→ PAGE EXTRACT
________________________________________

Brief History of Colon Hydrotherapy

Colon Cleansing With Grace Kingsley

Certified Colon Hydrotherapist, Advanced Level
radiant health is an inside job

Brief Historical View of Colon Hydrotherapy

More and more of us living in the US are choosing to recognize our self-responsibility for health and well being. This has led to a renewal of interest in natural, holistic methods of living and healing the body. One of these methods, as old as man’s civilization, is cleansing the colon. Originally, it was accomplished by squatting in a stream bed and drawing water up into the colon, then expelling it. This can be attributed especially to Yogi’s who had control over their musculature.

Historians tell us that the practice of Colon Hydrotherapy or, in its most basic form, the enemas was first used by the Egyptians. In Ancient Egypt a ram’s horn or gourd was hollowed out and utilized as the first primitive colon hydrotherapy machine.

The Ebers Papyrus, of the 14th century B.C., and the Edwin Smith Papyrus (c. 1700 B.C.), both mention enemas and give directions for the use of the enema. Enema pots and plants shaped in the form of plastic tubing (reeds) were constructed. The Essene Gospel of the third century stated, “The uncleanness within is greater than the uncleanness without. And he who cleanses himself without, but within remains unclean, is like a tomb that outward is painted fair, but is within full of all manner of horrible uncleannesses and abominations.” (I am an Essene and I love this. It goes back far before Christ!)

________________________________________

→ EXERCISE PROMPT
Write out the stretch of the colon hydrotherapy history from "Historians tell us" through "colon hydrotherapy machine.", keeping every word and mark the same as in the text.

→ EXCERPTED RECORDS
________________________________________

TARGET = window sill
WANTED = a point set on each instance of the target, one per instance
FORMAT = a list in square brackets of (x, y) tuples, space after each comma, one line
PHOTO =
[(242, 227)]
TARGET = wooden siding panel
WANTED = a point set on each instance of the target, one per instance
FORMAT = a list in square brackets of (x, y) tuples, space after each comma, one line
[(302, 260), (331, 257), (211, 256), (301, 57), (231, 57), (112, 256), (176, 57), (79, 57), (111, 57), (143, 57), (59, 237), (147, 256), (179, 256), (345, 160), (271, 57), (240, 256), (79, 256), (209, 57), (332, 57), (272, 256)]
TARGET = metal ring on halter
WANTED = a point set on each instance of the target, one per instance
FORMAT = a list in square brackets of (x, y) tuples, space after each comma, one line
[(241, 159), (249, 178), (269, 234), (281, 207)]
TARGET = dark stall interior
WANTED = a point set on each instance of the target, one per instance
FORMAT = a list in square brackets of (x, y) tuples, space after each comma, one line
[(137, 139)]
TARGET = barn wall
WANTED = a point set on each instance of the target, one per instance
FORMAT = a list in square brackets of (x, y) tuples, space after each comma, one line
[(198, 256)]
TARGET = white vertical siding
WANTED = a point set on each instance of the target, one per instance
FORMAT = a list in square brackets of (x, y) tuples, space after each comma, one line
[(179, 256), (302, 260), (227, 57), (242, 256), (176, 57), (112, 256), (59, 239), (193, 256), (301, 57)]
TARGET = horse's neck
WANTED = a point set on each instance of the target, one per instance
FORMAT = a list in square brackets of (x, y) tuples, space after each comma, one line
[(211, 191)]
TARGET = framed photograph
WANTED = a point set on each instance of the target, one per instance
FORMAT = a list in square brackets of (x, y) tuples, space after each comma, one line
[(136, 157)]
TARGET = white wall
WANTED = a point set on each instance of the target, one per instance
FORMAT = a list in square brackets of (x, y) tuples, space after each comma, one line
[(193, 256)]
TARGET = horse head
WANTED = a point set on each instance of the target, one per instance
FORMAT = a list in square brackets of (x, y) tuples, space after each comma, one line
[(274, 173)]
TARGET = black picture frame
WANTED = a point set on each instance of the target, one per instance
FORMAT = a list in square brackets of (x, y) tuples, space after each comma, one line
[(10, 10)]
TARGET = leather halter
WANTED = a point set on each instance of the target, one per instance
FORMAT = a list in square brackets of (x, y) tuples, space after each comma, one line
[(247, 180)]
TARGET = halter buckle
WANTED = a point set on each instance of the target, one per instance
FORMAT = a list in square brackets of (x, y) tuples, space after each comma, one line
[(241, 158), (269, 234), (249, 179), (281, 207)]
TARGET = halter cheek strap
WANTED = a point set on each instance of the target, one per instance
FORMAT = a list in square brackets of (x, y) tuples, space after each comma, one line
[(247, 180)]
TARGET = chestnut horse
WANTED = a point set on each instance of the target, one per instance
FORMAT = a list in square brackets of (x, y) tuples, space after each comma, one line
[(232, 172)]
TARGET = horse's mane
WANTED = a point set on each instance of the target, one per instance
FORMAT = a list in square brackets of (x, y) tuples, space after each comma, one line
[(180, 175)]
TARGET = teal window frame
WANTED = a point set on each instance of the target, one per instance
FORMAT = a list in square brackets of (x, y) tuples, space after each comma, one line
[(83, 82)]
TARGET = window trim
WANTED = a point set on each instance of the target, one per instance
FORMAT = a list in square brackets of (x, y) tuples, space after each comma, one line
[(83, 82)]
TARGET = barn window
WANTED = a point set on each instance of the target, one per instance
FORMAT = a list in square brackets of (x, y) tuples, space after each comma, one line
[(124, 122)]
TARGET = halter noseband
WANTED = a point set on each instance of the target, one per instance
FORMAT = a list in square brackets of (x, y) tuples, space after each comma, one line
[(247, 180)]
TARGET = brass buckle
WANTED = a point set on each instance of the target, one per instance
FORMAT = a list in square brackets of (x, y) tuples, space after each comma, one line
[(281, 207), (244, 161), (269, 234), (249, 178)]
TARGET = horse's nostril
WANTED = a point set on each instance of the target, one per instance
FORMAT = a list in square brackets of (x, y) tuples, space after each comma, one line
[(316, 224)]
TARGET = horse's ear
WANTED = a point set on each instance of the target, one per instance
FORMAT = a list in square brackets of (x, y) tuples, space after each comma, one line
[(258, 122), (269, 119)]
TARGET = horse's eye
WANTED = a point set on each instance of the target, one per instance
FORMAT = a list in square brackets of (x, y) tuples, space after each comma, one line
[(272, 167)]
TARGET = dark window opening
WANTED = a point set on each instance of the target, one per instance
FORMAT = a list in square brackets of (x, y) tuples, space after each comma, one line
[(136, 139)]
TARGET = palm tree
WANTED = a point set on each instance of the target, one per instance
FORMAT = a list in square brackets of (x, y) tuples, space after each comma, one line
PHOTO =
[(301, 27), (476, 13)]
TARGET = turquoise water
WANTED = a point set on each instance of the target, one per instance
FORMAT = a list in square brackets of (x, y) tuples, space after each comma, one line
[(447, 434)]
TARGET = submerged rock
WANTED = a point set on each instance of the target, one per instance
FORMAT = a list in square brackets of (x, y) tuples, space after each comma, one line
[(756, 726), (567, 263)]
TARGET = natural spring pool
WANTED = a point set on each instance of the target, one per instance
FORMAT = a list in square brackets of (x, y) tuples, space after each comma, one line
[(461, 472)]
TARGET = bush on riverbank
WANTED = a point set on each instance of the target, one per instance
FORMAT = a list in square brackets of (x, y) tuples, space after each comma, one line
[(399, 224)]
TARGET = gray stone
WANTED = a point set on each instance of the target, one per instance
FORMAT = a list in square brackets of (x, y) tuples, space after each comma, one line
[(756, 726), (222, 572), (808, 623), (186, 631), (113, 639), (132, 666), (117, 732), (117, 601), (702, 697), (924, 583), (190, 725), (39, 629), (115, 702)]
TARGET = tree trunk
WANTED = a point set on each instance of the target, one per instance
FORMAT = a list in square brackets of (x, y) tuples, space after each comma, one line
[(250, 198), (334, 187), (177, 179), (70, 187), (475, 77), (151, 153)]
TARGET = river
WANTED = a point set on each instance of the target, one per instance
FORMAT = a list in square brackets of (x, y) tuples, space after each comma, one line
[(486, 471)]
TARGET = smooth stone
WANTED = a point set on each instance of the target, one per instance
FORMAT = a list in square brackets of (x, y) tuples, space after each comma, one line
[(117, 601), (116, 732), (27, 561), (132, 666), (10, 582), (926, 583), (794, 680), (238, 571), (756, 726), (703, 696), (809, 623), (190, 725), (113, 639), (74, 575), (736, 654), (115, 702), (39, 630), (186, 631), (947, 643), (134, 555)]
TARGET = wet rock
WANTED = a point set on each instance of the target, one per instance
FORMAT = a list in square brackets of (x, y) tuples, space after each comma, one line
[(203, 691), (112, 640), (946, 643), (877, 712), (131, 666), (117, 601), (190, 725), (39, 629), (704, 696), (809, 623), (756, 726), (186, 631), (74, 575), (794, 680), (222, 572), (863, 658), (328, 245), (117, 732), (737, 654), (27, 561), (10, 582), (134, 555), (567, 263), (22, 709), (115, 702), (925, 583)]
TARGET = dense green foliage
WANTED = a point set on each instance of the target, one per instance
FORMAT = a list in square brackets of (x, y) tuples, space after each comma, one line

________________________________________

→ OUTPUT FOR THIS TASK
Historians tell us that the practice of Colon Hydrotherapy or, in its most basic form, the enemas was first used by the Egyptians. In Ancient Egypt a ram’s horn or gourd was hollowed out and utilized as the first primitive colon hydrotherapy machine.